[Object point labels]
##############################

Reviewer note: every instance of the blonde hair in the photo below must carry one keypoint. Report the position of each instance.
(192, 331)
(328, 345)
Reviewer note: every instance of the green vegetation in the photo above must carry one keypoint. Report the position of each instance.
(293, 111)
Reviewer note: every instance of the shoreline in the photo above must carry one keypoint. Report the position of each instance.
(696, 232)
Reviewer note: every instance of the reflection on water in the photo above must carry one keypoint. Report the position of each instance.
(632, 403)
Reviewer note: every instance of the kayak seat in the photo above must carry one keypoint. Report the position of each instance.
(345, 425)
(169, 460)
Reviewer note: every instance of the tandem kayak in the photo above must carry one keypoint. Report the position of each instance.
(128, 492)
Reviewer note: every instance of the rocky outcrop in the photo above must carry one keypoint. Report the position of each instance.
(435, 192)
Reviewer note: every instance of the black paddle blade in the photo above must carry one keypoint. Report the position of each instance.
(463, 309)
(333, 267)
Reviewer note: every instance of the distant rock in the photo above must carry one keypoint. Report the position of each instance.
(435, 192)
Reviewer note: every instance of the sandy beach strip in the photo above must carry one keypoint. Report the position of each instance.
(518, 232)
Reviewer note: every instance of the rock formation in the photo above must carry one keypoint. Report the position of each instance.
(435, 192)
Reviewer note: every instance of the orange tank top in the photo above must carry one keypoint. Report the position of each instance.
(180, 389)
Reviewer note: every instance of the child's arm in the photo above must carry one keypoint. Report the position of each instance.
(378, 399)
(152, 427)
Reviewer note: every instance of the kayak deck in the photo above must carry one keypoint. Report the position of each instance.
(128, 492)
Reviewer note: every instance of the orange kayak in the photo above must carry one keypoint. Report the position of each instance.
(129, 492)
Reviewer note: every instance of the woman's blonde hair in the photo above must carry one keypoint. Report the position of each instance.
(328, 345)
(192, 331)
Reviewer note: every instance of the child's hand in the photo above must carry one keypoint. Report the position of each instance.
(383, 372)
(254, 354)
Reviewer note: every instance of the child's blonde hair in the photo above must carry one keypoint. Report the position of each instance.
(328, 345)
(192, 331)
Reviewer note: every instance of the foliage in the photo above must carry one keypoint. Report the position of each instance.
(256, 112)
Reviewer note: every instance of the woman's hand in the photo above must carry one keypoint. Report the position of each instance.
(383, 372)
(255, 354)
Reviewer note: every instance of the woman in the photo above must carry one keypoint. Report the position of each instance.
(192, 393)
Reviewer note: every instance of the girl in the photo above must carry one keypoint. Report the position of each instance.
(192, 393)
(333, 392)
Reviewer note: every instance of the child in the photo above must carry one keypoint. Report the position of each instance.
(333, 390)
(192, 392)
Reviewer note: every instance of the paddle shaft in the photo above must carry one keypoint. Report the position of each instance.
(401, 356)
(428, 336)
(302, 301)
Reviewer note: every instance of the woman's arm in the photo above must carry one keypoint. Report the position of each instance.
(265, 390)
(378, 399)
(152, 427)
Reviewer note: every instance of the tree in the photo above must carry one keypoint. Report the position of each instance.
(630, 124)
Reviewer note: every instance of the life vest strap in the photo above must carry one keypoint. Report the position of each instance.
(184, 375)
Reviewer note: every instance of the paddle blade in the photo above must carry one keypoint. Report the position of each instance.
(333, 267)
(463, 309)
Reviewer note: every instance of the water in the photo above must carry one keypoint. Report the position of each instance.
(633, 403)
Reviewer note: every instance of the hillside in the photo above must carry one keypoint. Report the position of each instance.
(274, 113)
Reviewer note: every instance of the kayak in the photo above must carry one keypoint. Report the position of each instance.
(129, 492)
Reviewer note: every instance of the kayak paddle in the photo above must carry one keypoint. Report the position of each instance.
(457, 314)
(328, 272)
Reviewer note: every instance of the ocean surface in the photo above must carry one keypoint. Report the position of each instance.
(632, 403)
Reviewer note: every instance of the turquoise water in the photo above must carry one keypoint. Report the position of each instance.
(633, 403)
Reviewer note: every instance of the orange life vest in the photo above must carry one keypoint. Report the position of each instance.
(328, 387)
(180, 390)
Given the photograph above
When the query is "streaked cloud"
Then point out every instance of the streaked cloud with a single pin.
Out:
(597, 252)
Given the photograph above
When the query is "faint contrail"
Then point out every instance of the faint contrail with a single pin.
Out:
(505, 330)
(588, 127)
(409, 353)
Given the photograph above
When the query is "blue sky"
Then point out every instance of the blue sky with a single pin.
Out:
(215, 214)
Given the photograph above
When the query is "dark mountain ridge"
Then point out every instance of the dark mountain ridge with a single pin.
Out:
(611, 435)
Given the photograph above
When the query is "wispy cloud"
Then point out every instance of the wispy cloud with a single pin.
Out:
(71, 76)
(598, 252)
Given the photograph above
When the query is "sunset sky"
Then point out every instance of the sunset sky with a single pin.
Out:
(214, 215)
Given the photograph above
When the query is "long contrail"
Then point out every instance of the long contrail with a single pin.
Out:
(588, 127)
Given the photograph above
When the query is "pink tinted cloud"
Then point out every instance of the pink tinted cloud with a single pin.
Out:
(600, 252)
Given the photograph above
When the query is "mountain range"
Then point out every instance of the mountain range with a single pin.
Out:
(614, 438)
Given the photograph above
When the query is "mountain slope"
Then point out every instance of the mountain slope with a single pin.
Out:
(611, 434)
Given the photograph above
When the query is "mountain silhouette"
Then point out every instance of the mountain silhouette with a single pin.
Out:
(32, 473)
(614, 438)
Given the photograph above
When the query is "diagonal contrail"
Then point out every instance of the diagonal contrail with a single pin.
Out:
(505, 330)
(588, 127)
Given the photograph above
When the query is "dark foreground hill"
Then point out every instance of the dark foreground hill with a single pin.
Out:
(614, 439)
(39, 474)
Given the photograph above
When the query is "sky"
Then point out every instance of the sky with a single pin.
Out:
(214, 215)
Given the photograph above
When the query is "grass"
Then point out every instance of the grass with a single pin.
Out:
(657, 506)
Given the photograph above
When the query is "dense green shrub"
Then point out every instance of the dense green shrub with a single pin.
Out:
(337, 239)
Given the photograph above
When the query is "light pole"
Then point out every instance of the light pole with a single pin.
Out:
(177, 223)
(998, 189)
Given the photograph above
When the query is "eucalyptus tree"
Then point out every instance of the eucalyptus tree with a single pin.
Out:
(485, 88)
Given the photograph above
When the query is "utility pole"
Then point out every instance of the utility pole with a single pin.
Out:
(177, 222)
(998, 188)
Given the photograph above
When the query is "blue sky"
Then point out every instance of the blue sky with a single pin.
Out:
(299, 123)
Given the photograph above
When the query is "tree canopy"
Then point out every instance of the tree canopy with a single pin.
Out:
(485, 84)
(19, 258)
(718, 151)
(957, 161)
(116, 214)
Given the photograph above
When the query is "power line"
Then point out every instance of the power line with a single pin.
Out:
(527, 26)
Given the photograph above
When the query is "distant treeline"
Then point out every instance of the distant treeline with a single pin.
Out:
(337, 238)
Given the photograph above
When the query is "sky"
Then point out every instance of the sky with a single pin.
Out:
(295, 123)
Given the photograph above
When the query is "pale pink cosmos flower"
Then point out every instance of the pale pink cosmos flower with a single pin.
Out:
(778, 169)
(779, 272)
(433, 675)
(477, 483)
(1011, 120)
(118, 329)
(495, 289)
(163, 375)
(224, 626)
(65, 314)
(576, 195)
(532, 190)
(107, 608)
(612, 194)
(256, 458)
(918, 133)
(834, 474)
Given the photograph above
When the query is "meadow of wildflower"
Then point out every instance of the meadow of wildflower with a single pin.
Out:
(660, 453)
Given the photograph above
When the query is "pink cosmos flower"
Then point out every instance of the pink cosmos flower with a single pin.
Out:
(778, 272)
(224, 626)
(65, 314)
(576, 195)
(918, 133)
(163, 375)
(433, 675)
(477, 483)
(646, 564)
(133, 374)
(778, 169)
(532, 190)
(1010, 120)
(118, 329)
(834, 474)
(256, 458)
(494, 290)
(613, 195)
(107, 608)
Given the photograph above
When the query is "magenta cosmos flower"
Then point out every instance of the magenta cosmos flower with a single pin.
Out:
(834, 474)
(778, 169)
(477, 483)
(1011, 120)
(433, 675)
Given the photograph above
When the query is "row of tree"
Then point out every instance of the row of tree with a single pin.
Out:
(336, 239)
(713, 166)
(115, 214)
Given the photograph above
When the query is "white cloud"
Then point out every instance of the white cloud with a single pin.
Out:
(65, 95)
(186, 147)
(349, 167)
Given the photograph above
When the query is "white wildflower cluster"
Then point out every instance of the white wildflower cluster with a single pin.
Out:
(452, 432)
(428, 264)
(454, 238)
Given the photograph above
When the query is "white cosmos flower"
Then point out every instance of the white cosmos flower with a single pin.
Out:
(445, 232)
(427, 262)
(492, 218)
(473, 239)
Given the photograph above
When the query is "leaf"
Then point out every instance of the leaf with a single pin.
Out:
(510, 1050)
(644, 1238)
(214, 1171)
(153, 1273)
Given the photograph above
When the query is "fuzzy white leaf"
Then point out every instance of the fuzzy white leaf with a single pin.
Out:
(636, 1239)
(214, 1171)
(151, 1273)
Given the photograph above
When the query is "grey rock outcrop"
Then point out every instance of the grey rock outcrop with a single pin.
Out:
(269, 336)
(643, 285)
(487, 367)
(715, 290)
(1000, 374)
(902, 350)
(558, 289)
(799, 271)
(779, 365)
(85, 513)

##############################

Task description
Report each line in the entries that contains the word "faint", copying every such line in full.

Answer to the task
When the query is "faint contrail"
Then point out every instance of the faint contrail with a single pin.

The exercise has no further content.